[作業指示 A]
電話勧誘販売の文章のうち、「出典: フリー百科事典『ウィキペディア(Wikipedia)』」を含む箇所から書き始め、「特定商取引に関する法律(特商法)の第二条3で定義されている。」の直後で止めて、一字一句そのまま写してください。
[作業指示 B]
電話勧誘販売についての文章を、示されている最後の文の次から書き進めてください。

[抽出テキスト]
────────────────

コンテンツにスキップ

電話勧誘販売

出典: フリー百科事典『ウィキペディア(Wikipedia)』

電話勧誘販売(でんわかんゆうはんばい)とは、販売業者または役務提供事業者が、消費者に電話をかけ、または特定の方法により電話をかけさせ、その電話において行う勧誘によって、消費者からの売買契約または役務提供契約の申込みを郵便等により受け、または契約を締結して行う商品、権利の販売または役務の提供のことをいう[1]

特定商取引に関する法律(特商法)の第二条3で定義されている。

概要

[編集]

販売業者もしくはコールセンターなどの代行業者が、消費者電話をかけ、あるいは消費者に電話をかけるよう促した上で電話をかけさせ、商品の紹介や勧誘を行うことにより契約を締結することを目的としたセールス手法の一種である。

電話勧誘の方法は主に次の3つに分けられる。

  • 無差別に電話する
  • 対象者を絞って電話する
  • 応募者にコールバックする

電話勧誘を行う業者

[編集]

次の業者が電話勧誘販売を行う。高額な商品が多い。また、社名を出さず個人名で電話をかけてくるケースも多い。

アポイントメント商法業者
「おめでとうございます。あなたが特別に選ばれました。今なら有利な条件で契約できる」ような触れ込みで、CD/DVDソフト(英会話・百科事典など教養娯楽教材)高額な商品を買わせる。リゾート施設などの利用会員権を副次的に用意しているが、利便性が低いサービスを提供。

────────────────

[レコード一覧]
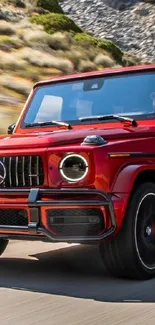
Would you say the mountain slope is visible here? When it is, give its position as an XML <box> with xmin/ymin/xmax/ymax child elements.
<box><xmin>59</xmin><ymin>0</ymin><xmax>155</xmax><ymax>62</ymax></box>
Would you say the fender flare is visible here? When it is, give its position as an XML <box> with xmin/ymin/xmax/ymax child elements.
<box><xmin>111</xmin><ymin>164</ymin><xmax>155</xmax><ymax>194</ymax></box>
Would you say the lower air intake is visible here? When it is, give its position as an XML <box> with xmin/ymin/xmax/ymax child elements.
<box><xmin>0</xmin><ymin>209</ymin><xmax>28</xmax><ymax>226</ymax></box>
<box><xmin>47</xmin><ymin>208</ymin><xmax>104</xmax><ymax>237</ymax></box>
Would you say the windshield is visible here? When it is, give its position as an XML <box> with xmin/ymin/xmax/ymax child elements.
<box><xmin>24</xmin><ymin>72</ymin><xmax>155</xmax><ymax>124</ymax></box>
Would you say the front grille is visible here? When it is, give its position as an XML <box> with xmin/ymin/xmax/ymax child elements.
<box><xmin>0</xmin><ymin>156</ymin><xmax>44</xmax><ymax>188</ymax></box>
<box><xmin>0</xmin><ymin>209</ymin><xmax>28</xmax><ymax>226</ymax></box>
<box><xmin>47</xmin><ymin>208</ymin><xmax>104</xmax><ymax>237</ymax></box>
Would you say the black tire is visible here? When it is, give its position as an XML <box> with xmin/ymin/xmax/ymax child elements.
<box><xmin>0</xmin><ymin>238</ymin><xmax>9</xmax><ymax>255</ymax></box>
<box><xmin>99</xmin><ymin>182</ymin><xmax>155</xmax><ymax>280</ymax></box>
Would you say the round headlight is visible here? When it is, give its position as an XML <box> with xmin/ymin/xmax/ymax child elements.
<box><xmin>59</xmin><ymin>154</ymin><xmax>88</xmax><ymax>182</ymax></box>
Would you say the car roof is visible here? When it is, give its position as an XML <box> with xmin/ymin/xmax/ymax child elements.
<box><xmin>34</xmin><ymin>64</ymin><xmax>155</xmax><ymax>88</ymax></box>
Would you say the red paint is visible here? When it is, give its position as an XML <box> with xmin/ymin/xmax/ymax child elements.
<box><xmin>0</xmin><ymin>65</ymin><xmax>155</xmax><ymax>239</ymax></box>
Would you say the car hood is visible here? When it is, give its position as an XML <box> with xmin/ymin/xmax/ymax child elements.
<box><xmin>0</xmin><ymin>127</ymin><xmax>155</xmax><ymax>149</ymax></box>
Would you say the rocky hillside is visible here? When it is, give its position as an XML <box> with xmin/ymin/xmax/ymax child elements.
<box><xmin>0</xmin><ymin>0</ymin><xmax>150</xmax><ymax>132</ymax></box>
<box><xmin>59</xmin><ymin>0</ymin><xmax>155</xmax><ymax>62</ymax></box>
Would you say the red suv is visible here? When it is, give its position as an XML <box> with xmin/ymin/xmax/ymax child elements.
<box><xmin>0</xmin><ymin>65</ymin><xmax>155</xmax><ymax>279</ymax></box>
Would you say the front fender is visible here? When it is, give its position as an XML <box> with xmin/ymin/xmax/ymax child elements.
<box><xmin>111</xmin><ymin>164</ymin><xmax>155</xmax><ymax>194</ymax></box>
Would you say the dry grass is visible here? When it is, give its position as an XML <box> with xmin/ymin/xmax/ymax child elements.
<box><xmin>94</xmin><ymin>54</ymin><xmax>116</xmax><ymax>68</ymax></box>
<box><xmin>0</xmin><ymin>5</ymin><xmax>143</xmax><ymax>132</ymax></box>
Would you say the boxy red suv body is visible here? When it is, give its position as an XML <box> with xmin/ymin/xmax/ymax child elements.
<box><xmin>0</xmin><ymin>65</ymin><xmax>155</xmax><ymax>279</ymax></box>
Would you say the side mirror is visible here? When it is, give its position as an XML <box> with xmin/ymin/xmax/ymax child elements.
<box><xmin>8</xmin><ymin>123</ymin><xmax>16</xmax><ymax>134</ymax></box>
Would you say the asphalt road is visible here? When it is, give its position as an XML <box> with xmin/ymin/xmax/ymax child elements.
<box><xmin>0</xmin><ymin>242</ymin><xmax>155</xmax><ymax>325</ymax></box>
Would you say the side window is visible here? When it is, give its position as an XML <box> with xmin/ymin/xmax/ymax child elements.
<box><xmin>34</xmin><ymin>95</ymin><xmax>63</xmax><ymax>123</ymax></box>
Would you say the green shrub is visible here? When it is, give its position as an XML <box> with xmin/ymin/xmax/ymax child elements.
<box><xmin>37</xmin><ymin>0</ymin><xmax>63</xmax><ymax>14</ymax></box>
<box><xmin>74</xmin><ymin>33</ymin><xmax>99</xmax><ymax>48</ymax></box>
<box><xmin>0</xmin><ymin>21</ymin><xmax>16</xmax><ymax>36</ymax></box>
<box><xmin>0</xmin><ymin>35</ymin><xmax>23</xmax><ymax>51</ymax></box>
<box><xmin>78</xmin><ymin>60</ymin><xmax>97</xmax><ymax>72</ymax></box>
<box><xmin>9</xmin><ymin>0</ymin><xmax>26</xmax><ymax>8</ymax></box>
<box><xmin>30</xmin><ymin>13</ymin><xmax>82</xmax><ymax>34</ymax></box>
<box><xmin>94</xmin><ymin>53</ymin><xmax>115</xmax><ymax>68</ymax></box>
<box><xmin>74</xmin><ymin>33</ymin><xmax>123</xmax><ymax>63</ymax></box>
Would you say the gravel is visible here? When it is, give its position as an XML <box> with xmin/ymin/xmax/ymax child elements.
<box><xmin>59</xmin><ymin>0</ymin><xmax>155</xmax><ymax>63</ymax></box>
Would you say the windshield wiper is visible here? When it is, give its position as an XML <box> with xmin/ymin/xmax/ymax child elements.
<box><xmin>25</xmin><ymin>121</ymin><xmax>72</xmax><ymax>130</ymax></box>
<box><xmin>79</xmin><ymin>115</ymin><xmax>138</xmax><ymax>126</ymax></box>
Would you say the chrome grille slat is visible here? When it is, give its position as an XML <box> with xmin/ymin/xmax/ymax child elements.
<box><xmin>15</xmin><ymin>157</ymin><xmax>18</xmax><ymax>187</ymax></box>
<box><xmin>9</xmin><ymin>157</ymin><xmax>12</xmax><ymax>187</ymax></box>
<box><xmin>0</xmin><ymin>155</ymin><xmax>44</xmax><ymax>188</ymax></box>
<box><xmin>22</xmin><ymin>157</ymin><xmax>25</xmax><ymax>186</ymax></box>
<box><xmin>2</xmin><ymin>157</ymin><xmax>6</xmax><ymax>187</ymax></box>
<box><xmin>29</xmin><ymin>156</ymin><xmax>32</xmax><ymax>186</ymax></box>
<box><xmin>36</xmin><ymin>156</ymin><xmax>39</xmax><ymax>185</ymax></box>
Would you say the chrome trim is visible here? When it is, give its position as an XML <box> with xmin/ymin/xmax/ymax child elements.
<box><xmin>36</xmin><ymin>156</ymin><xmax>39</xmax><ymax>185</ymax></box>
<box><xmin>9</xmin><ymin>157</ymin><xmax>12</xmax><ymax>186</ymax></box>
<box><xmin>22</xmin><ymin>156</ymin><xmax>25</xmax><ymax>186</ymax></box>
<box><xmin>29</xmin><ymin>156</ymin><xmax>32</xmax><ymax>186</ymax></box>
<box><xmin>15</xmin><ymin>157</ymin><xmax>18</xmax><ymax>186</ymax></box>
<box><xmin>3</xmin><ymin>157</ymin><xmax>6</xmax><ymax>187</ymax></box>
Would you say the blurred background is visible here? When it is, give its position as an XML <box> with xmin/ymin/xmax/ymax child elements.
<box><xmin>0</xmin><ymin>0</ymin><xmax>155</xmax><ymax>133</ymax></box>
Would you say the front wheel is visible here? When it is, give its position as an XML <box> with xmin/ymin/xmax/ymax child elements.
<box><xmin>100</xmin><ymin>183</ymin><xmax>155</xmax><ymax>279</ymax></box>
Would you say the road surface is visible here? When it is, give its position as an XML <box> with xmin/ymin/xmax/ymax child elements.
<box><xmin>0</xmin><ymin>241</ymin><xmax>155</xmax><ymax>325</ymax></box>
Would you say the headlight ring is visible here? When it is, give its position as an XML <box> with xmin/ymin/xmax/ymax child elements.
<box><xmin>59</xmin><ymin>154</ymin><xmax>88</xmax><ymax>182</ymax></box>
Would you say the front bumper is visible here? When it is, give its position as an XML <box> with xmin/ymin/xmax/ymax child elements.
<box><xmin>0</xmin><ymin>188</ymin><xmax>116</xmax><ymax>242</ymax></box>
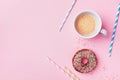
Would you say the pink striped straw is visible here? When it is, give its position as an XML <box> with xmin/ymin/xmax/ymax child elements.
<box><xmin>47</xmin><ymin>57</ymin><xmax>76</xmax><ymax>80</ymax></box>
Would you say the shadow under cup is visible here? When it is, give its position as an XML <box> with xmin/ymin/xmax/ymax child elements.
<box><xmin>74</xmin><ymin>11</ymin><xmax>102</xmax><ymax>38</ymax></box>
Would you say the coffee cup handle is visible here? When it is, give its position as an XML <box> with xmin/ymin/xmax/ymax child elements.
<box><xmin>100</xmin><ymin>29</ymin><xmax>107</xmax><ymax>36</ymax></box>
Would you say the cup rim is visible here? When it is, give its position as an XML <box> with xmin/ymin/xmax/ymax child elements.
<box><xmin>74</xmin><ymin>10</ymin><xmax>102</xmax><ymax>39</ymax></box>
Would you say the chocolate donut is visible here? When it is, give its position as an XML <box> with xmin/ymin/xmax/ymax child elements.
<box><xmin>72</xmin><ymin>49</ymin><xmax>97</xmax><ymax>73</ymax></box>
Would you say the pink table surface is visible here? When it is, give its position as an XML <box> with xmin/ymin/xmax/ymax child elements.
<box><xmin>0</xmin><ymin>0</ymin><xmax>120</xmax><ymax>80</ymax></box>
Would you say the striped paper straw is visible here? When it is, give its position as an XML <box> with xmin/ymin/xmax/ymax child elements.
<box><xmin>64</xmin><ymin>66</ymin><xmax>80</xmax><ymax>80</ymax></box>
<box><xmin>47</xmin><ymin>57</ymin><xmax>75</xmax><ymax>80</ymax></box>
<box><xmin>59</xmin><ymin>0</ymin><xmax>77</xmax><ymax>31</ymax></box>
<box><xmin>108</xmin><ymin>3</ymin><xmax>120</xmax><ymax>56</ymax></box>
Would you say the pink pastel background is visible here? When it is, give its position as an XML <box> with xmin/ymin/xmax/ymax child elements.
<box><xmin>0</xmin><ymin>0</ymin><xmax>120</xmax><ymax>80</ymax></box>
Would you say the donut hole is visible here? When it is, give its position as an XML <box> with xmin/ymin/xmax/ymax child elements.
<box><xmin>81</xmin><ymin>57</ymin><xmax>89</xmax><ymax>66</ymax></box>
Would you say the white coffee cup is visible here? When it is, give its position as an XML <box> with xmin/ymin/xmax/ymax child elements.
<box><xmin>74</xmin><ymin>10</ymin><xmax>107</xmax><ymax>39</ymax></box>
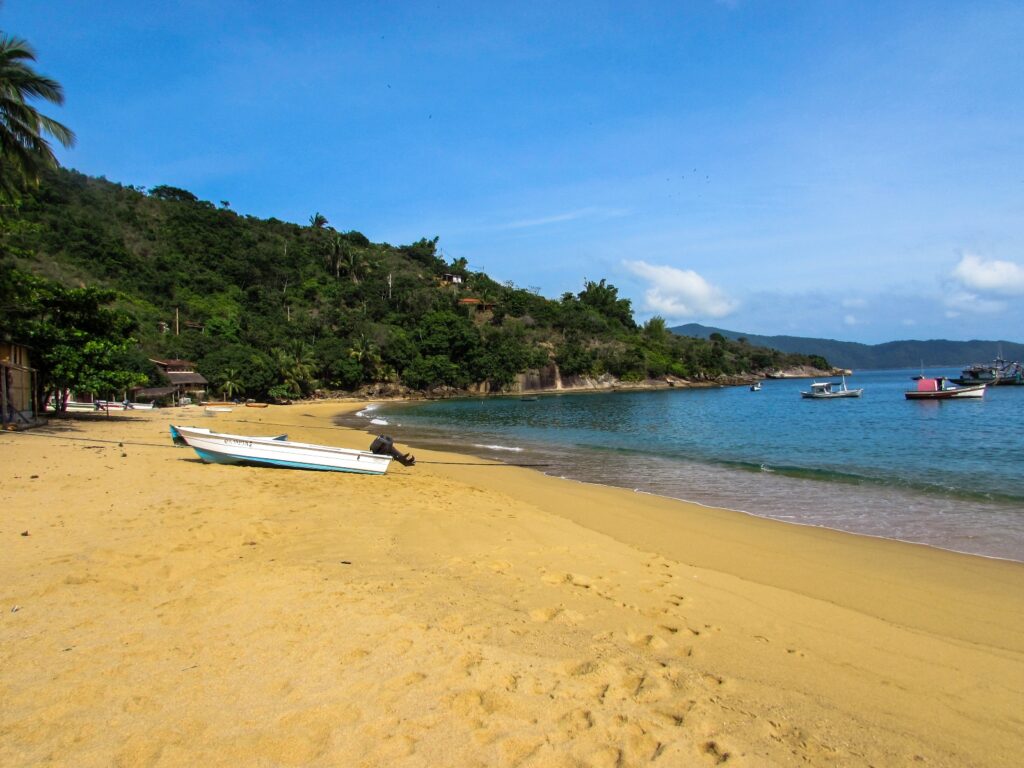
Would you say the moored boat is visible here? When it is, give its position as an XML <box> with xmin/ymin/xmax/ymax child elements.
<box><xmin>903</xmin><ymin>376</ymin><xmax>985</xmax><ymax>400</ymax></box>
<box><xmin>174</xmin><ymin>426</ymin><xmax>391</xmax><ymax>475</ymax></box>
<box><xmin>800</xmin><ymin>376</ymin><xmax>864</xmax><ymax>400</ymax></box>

────────────────

[想定出力 A]
出典: フリー百科事典『ウィキペディア(Wikipedia)』

電話勧誘販売(でんわかんゆうはんばい)とは、販売業者または役務提供事業者が、消費者に電話をかけ、または特定の方法により電話をかけさせ、その電話において行う勧誘によって、消費者からの売買契約または役務提供契約の申込みを郵便等により受け、または契約を締結して行う商品、権利の販売または役務の提供のことをいう[1]

特定商取引に関する法律(特商法)の第二条3で定義されている。

[想定出力 B]
訪問販売業者
個人宅を対象とし、0001から順番に電話をかける。
スチームクリーナー、浄水器、布団などを高額で販売する。
学習教材販売業者
個人宅を対象とし、住民基本台帳閲覧で得た小中高生のいる自宅に電話をかけ[注釈 1]、3,000円のクーリングオフ対象外のテストを受けさせ将来を不安にさせ、高額な学習教材を販売する。
資格商法業者
20~30代の若者を対象に勤務先メインに電話し、教材を高額で販売する。
カモリストに基づき二次勧誘も行う。
不動産販売業者
30~50代を対象に勤務先メインに電話し、マンションなどの不動産投資や賃貸アパート経営を持ちかける。
内職商法業者
20~30代の専業主婦が対象。ステンドグラス制作や宛名書き内職を希望する資料請求者に電話し、制作用の資材を販売する。
結婚情報サービス
結婚に興味のある応募者にコールバックする。
電話会社(電気通信事業者)、およびその代理店
電話代およびインターネット接続料などが安くなるなどと言い、「プラチナライン」(NTTコミュニケーションズ)および「メタルプラス」(KDDI)、「おとくライン」(ソフトバンクテレコム)などの直収電話や「Yahoo! BB」(ソフトバンクBB)などのブロードバンド接続サービスを売り込む。一方的に契約されているなどの問題もある。

電話口でのあいまいな返事で、販売者から一方的に契約を主張されることが多く、トラブルが多発したため、特定商取引に関する法律(特定商取引法)が改正され、電話の際に事業者の氏名、名称、商品等の種類を明示することや、執拗な勧誘の禁止、契約後には契約内容や、8日間のクーリングオフがあることなどを記載した書面の交付が義務付けられた。断っても何度も勧誘電話をかけてくる場合は特定商取引法違反である。

事業者間契約における問題

[編集]

特定商取引法は、主として消費者保護を目的としたものである。契約者が事業者の場合、特定商取引法のうち訪問販売、通信販売、電話勧誘販売、特定継続的役務提供に関する規定は適用除外となる(連鎖販売取引、業務提供誘引販売取引に関しては適用がある)。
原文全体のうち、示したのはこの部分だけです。